[Extract]
------------------------------------

# NLP learning for bot (conservative twitter bot)

In [14]:
import snscrape.modules.twitter as sntwitter
import pandas as pd
import pickle
import random
import seaborn as cb
import json
import numpy as np
import nltk 
from mosestokenizer import MosesDetokenizer 
from nltk import ngrams
from nltk.corpus import stopwords
from nltk.tokenize import TweetTokenizer
import re
import matplotlib.pyplot as plt
import itertools
import collections

## Data scrapping

In [2]:
tweets_con = []

#scrape data and append tweets to list
for i, tweet in enumerate(sntwitter.TwitterSearchScraper('#conservative').get_items()): # declare a username
  if i>50000: #number of tweets you want to scrape
    break
  tweets_con.append([tweet.content]) # declare the attributes to be returned

# creating a dataframe from the list
tweets_con_df = pd.DataFrame(tweets_con, columns=['Text'])

  tweets_con.append([tweet.content]) # declare the attributes to be returned
Tweet 1575223201269006336 contains an app icon medium key '4_1594606217359462401' on app 'iphone_app'/'1142951331', but the corresponding medium is missing; dropping
Tweet 1575223201269006336 contains an app icon medium key '4_1594606217359462401' on app 'ipad_app'/'1142951331', but the corresponding medium is missing; dropping


### Creating json of tweets for preservation

In [3]:
file = open("tweet_con.json",'w')
j = json.dumps(tweets_con, default = str)
file.write(j)
file.close()

### Clean up

In [4]:
def clean_text(txt):
    cleaned = re.sub(r"http\S+","", txt)
    return cleaned

In [5]:
cleaned_text = [clean_text(elements) for elements in tweets_con_df.Text]
tt = TweetTokenizer()
normalize = [tt.tokenize(elements.lower()) for elements in cleaned_text]

In [6]:
nltk.download('stopwords')

[nltk_data] Downloading package stopwords to
[nltk_data]     C:\Users\djona\AppData\Roaming\nltk_data...
[nltk_data]   Package stopwords is already up-to-date!

------------------------------------

[Task]
Write the next part of the notebook on scraping and cleaning #conservative tweets, picking up right after the stopwords download message.

Annotation records:
------------------------------------

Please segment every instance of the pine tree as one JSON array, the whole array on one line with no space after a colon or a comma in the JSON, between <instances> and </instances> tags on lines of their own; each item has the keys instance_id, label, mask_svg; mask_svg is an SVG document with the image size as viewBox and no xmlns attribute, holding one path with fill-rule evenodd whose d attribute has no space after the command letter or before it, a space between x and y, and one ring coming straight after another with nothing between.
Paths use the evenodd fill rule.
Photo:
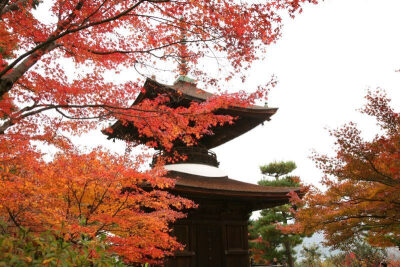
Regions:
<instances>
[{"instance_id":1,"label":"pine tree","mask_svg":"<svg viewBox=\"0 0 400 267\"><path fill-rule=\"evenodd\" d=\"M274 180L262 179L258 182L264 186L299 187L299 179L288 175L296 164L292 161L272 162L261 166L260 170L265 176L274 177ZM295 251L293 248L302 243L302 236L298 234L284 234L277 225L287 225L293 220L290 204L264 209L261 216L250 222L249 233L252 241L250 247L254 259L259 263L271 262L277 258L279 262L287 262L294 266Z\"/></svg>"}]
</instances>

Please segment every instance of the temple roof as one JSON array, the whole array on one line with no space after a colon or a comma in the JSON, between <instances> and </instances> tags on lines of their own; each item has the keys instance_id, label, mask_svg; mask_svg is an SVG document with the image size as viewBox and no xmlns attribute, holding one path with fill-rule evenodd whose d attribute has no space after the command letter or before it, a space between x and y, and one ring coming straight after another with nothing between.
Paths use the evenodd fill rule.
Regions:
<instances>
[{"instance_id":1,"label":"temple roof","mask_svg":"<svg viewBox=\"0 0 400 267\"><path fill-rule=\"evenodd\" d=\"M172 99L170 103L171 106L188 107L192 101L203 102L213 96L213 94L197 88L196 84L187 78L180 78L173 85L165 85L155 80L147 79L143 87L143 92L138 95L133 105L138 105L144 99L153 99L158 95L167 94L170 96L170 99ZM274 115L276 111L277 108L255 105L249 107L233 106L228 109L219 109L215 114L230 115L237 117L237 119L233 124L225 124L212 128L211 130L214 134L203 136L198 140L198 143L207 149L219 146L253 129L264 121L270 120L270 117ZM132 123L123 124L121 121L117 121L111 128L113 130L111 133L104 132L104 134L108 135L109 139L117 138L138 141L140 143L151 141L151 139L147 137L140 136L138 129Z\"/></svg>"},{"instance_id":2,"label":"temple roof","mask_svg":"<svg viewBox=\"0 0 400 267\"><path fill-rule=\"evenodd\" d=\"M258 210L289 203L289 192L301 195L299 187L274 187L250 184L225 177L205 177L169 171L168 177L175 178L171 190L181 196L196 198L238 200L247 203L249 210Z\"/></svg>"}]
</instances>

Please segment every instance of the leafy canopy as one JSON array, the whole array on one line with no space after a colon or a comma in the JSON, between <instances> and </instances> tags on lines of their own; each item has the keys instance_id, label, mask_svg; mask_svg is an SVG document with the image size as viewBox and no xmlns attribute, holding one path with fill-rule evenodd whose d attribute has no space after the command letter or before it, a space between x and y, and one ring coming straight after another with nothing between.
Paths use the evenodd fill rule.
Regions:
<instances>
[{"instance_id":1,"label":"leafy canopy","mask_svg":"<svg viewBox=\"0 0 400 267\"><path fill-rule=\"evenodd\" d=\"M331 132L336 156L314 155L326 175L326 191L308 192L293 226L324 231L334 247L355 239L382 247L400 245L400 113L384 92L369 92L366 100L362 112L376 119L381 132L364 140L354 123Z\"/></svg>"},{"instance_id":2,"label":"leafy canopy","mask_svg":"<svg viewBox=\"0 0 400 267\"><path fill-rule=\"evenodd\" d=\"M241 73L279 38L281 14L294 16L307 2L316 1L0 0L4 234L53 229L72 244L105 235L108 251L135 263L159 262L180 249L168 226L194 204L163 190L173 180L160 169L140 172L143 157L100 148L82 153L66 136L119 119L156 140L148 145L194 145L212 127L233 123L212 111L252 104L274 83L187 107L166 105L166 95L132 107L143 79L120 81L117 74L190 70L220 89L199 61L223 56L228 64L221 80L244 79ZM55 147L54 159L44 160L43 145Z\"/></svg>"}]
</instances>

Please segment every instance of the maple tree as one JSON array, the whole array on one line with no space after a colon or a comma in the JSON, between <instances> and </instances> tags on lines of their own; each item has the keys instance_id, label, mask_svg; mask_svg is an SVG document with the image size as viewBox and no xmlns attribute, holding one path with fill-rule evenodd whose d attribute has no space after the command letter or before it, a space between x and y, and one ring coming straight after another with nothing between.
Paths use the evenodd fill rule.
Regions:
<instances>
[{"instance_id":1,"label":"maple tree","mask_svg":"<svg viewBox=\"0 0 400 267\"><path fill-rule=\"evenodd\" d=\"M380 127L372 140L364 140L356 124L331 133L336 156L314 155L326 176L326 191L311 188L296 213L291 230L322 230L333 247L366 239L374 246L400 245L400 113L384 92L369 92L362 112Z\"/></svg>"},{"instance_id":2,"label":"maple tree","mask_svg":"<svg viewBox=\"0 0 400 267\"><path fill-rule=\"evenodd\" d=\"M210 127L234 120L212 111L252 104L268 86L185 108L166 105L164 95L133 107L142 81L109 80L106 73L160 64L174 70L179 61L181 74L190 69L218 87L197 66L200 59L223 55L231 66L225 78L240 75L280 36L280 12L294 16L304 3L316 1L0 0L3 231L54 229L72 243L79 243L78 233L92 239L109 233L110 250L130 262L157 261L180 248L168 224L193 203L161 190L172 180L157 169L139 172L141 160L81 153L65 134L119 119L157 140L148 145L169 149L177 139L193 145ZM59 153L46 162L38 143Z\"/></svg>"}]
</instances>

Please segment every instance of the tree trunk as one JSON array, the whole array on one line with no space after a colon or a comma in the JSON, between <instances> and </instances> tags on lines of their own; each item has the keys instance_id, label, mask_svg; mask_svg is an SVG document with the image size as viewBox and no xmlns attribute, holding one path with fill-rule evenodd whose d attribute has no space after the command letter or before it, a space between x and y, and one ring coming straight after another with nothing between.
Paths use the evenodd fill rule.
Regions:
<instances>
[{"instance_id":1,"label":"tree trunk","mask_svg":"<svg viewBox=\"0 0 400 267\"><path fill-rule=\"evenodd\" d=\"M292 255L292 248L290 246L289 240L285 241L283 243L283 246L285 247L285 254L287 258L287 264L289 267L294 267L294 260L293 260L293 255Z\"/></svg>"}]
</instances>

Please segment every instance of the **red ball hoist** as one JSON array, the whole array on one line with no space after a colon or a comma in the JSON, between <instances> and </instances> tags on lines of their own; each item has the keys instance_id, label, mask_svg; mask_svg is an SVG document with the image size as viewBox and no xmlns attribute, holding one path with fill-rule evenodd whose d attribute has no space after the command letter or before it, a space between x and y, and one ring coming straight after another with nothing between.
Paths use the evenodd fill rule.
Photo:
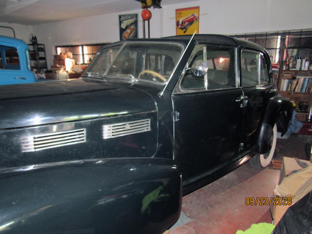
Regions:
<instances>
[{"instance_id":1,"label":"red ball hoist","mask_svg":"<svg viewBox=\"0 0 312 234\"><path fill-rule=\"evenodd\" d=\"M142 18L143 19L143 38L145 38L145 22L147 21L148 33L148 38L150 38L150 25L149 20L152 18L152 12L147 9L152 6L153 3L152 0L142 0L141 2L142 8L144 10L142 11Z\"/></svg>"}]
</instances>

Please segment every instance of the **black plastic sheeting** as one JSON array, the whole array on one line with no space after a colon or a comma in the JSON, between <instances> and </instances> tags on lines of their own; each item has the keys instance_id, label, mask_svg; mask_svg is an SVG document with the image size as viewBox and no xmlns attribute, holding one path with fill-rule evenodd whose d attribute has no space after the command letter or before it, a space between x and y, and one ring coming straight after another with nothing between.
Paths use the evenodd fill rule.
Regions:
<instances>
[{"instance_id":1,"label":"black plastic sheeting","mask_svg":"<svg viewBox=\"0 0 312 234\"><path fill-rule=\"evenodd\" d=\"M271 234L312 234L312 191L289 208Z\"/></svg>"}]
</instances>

------------------------------------

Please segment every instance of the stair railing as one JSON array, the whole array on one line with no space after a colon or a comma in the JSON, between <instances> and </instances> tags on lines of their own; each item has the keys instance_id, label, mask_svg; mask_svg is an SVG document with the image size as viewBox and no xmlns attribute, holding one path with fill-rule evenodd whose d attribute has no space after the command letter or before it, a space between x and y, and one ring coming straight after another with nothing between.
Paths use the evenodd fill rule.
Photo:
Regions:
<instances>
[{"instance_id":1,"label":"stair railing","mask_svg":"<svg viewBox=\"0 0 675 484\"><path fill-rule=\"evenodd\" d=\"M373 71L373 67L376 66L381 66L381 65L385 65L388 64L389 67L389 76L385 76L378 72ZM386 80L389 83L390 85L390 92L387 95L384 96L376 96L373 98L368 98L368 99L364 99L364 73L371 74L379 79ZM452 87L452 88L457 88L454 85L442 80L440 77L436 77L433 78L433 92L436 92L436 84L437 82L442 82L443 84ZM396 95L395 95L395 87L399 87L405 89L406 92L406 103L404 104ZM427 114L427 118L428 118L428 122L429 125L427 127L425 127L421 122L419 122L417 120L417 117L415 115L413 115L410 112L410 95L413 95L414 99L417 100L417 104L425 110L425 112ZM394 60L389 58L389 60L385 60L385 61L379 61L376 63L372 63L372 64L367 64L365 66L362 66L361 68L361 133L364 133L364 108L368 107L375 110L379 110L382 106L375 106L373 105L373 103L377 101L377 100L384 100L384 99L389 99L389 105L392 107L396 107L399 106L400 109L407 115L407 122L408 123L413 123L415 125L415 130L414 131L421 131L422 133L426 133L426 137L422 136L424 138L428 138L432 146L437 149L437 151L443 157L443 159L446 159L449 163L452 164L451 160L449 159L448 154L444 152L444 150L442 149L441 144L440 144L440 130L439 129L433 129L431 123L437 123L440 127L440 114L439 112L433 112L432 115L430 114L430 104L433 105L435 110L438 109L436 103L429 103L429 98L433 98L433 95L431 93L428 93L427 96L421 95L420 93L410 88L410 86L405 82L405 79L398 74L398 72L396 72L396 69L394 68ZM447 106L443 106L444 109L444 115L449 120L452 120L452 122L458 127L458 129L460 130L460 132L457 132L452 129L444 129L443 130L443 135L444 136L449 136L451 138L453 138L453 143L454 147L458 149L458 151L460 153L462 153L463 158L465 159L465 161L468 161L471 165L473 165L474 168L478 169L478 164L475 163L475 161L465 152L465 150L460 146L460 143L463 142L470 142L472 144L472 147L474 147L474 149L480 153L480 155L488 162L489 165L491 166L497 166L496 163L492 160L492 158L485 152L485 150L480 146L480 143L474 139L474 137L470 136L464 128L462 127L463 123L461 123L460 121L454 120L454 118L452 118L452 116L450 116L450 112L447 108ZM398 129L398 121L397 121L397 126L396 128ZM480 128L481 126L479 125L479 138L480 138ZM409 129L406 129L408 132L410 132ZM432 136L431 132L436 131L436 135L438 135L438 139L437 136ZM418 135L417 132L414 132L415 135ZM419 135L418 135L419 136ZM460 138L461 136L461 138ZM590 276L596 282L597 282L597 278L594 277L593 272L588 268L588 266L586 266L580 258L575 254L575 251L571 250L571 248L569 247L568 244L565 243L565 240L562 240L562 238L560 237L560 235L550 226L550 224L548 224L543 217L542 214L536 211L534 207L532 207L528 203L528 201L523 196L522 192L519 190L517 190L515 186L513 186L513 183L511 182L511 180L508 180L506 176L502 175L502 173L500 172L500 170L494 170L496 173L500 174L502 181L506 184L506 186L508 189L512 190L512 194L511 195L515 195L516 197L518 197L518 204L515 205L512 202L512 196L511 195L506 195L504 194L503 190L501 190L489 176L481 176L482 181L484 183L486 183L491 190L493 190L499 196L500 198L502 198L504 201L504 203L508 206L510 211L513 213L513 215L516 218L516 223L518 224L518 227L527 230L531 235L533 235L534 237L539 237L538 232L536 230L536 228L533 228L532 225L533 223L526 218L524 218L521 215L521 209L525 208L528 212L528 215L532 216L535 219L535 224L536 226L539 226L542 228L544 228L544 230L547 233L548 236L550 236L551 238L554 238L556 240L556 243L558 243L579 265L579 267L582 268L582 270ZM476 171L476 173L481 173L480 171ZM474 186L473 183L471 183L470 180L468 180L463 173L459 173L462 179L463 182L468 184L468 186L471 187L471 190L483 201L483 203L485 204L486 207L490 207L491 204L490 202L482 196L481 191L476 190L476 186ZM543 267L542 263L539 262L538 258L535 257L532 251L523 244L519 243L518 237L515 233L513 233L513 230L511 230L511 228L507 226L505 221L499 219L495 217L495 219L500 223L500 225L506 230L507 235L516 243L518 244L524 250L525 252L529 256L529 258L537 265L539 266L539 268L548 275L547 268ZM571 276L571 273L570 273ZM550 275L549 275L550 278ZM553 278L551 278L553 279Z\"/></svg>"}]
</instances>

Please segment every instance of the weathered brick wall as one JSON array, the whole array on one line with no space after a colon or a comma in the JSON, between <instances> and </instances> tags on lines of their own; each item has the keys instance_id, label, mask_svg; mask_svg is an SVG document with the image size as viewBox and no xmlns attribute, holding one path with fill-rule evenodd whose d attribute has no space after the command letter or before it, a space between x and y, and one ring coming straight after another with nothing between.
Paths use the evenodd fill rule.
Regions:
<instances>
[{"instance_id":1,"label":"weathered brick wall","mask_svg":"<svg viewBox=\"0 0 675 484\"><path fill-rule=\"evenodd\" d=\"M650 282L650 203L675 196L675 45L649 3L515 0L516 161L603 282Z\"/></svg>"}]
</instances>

------------------------------------

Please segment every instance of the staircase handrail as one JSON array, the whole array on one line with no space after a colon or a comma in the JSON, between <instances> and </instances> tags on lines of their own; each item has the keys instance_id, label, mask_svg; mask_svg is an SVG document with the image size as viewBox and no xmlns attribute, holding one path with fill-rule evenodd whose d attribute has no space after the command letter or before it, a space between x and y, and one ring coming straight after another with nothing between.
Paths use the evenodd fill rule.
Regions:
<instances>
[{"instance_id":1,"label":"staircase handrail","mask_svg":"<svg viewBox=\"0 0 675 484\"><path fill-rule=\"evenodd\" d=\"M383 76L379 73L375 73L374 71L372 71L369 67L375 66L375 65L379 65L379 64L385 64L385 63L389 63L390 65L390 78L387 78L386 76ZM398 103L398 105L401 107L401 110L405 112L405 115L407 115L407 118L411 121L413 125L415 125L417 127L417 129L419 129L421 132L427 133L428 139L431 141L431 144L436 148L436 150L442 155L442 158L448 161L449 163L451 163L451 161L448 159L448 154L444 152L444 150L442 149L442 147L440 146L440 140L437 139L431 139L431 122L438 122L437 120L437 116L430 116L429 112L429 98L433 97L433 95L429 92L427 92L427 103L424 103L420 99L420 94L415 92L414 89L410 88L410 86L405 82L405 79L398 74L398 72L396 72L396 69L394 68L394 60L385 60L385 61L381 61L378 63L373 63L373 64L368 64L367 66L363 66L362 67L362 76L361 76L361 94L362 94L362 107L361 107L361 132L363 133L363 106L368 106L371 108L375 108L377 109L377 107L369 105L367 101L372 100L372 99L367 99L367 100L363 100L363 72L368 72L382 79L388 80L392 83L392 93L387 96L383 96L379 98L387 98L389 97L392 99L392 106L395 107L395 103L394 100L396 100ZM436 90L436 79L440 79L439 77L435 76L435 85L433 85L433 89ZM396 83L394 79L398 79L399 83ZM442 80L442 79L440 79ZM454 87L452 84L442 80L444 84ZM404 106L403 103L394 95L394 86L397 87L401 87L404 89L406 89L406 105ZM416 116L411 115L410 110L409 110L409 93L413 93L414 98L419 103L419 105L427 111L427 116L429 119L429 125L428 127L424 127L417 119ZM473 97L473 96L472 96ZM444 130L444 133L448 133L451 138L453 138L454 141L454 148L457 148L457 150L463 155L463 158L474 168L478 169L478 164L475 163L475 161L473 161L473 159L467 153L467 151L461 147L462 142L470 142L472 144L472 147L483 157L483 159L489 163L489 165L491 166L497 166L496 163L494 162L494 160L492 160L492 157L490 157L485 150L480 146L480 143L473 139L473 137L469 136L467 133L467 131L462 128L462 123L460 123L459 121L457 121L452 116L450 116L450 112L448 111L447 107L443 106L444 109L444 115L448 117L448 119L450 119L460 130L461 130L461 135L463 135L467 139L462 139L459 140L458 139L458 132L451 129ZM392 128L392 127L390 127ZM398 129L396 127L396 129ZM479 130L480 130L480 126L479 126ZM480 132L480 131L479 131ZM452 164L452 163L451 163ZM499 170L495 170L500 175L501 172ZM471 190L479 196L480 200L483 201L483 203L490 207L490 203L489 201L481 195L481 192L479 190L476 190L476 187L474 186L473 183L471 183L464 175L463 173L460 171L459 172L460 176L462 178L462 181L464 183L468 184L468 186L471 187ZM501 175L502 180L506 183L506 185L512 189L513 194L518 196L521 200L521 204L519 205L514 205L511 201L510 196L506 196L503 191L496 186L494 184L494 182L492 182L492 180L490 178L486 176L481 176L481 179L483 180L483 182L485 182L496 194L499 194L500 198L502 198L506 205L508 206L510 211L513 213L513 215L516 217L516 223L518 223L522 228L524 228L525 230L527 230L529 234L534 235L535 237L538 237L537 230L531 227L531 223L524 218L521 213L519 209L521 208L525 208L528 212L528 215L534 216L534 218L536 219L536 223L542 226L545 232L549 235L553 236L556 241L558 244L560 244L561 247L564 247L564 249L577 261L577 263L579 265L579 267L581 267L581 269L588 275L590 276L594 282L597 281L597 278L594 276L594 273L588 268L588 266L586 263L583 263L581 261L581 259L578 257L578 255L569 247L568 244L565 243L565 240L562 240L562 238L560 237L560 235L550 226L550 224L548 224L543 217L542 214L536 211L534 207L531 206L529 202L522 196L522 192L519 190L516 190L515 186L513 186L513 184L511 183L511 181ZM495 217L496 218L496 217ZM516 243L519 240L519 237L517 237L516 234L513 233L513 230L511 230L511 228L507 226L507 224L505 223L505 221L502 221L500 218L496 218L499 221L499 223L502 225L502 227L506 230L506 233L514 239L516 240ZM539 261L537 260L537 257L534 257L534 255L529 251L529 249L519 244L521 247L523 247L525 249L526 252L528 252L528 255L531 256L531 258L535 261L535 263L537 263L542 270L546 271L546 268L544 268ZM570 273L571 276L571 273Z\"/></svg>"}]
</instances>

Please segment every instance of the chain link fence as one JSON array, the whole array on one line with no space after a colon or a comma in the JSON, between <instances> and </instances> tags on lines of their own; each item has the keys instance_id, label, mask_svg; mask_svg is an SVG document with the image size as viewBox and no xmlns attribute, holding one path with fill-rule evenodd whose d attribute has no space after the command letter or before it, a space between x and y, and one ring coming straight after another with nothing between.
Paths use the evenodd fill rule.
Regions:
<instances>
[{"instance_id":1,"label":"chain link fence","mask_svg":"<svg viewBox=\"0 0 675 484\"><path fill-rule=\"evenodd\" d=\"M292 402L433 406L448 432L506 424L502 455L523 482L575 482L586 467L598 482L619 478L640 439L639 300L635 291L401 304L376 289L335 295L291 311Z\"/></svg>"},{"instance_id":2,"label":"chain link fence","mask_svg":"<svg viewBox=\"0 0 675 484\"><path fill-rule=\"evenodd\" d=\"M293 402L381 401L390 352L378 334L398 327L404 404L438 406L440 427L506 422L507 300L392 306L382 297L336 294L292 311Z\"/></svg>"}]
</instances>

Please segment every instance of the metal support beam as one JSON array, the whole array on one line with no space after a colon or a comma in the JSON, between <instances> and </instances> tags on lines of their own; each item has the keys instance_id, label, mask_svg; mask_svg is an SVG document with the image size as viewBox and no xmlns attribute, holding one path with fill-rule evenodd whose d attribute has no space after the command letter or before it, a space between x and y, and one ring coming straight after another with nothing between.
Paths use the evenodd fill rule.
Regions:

------------------------------------

[Solved exercise]
True

In [7]:
#stop_words = set(stopwords.words('english'))
#stop_words.add('#conservative')

# remove stop words and punctuation
#complete = [[w for w in words if not w in stop_words if w.isalnum()] for words in normalize]
complete = [[w for w in words if w.isalnum()] for words in normalize]

### Ngram splitting

In [31]:
trigram = [list(ngrams(words,3)) for words in complete]
bigram = [list(ngrams(words,2)) for words in complete]
quadgram = [list(ngrams(words,4)) for words in complete]
trigramC = list(itertools.chain(*trigram))
bigramC = list(itertools.chain(*bigram))
quadgramC = list(itertools.chain(*quadgram))
tokenC = list(itertools.chain(*complete))
token_counter = collections.Counter(tokenC)
trigram_counter = collections.Counter(trigramC)
bigram_counter = collections.Counter(bigramC)
quadgram_counter = collections.Counter(quadgramC)
trigram_total = sum(trigram_counter.values())
bigram_total = sum(bigram_counter.values())
quadgram_total = sum(quadgram_counter.values())

In [None]:
bigram_rel_freq = {k: (v / bigram_total)+1 for (k,v) in bigram_counter.items()}
with open("models/bigram_tweet.pkl","wb") as outfile:
    pickle.dump(bigram_rel_freq, outfile)

In [33]:
trigram_rel_freq = {k: (v / trigram_total)+1 for (k,v) in trigram_counter.items()}
with open("models/trigram_tweet.pkl","wb") as outfile:
    pickle.dump(trigram_rel_freq, outfile)

In [None]:
quadgram_rel_freq = {k: (v / quadgram_total)+1 for (k,v) in quadgram_counter.items()}
with open("models/quadgram_tweet.pkl","wb") as outfile:
    pickle.dump(quadgram_rel_freq, outfile)

### Generator based on model

In [35]:
def ngram_gen(seed, num):
    if(num == 2):
        with open("models/bigram_tweet.pkl", "rb") as infile:
            bigrams = pickle.load(infile)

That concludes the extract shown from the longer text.